* START Text passage *
Génesis Reasco

Personal information
- Full name: Génesis Rosangela Reasco Valdez
- Born: 18 July 1998 (age 27) Manabí, Ecuador

Sport
- Country: Ecuador
- Sport: Amateur wrestling
- Weight class: 76 kg
- Event: Freestyle

Medal record
Women's freestyle wrestling
Representing Ecuador
World Championships
| Gold medal – first place | 2025 Zagreb | 76 kg |
Pan American Championships
| Gold medal – first place | 2024 Acapulco | 76 kg |
| Silver medal – second place | 2019 Buenos Aires | 76 kg |
| Silver medal – second place | 2021 Guatemala City | 76 kg |
| Silver medal – second place | 2022 Acapulco | 76 kg |
| Bronze medal – third place | 2023 Buenos Aires | 76 kg |
| Bronze medal – third place | 2025 Monterrey | 76 kg |
Pan American Games
| Bronze medal – third place | 2023 Santiago | 76 kg |
South American Games
| Gold medal – first place | 2022 Asunción | 76 kg |
Bolivarian Games
| Silver medal – second place | 2022 Valledupar | 76 kg |
Grand Prix
| Gold medal – first place | 2025 Madrid | 76 kg |
| Silver medal – second place | 2026 Tirana | 76 kg |
| Bronze medal – third place | 2024 Budapest | 76 kg |

= Génesis Reasco =

Ecuadorian freestyle wrestler (born 1998)
* END Text passage *
» To be done:
Using the Génesis Reasco profile, answer these:
(a) Where was she born?
(b) In which city did she win her World Championships gold medal?
(c) What medal did she take at the 2023 Pan American Games?
* START Recorded data *
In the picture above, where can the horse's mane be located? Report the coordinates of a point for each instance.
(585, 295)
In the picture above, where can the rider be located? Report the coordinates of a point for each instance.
* END Recorded data *
» Response:
(a) Manabí, Ecuador
(b) Zagreb
(c) Bronze